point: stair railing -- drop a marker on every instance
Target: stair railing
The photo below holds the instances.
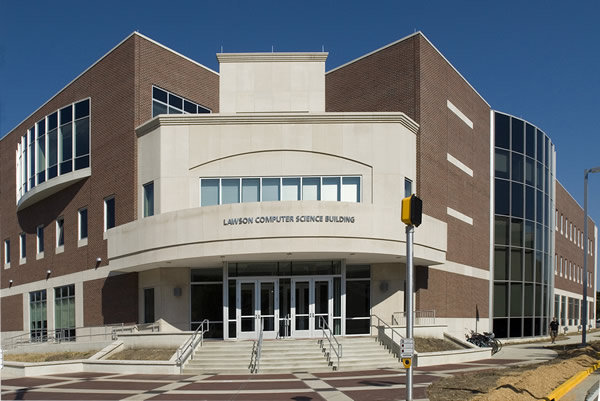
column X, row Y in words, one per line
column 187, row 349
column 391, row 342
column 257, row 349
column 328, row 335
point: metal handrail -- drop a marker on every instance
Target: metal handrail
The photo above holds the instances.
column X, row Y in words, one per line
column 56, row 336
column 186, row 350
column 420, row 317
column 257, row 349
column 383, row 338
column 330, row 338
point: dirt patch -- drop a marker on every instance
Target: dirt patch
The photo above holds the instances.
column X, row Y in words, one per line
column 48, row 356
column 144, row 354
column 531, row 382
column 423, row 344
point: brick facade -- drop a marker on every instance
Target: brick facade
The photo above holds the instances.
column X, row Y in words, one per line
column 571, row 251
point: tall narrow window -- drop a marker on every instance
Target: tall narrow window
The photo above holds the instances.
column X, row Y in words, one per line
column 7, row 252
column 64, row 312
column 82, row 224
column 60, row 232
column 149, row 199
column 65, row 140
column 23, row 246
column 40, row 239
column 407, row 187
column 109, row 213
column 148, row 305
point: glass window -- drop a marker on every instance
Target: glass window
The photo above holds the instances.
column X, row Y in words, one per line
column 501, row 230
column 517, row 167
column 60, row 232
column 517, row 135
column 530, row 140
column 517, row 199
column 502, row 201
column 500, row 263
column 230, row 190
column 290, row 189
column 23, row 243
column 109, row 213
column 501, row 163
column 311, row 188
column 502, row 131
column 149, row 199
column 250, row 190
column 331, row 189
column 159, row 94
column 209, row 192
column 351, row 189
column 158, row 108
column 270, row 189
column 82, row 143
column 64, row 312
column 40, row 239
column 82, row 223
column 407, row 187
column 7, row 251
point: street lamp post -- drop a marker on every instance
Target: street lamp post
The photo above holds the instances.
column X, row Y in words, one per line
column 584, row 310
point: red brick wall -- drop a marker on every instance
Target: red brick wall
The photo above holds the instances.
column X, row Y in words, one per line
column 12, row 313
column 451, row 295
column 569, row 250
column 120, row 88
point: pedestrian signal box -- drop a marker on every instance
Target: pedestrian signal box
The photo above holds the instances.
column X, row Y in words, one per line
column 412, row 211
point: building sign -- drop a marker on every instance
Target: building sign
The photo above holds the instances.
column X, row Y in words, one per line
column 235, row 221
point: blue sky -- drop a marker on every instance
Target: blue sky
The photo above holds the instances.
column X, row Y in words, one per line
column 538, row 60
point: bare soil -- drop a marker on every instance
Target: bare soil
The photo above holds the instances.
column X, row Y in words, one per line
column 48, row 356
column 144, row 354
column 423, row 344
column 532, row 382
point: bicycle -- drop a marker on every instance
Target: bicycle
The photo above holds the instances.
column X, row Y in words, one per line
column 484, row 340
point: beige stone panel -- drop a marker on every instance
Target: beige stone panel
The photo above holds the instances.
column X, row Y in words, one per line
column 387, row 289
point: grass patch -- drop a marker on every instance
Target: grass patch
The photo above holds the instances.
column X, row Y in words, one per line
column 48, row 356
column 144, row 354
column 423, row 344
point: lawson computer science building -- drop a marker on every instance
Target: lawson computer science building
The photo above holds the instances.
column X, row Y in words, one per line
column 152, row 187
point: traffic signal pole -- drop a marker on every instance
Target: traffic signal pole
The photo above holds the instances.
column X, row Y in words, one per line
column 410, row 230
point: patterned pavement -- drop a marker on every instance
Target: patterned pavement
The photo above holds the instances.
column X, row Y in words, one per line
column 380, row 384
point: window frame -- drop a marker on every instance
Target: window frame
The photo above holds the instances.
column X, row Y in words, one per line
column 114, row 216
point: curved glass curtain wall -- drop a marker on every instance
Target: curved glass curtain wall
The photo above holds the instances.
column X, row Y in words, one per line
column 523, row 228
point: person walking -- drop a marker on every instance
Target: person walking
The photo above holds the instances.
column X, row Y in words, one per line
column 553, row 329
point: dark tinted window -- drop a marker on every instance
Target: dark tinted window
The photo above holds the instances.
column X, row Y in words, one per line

-=-=-=-=-

| ACTION ITEM |
Where a line in the entries holds "patterned", copy that line.

| RESULT OF THIS EXERCISE |
point: patterned pavement -- drop a marker on every instance
Target: patterned pavement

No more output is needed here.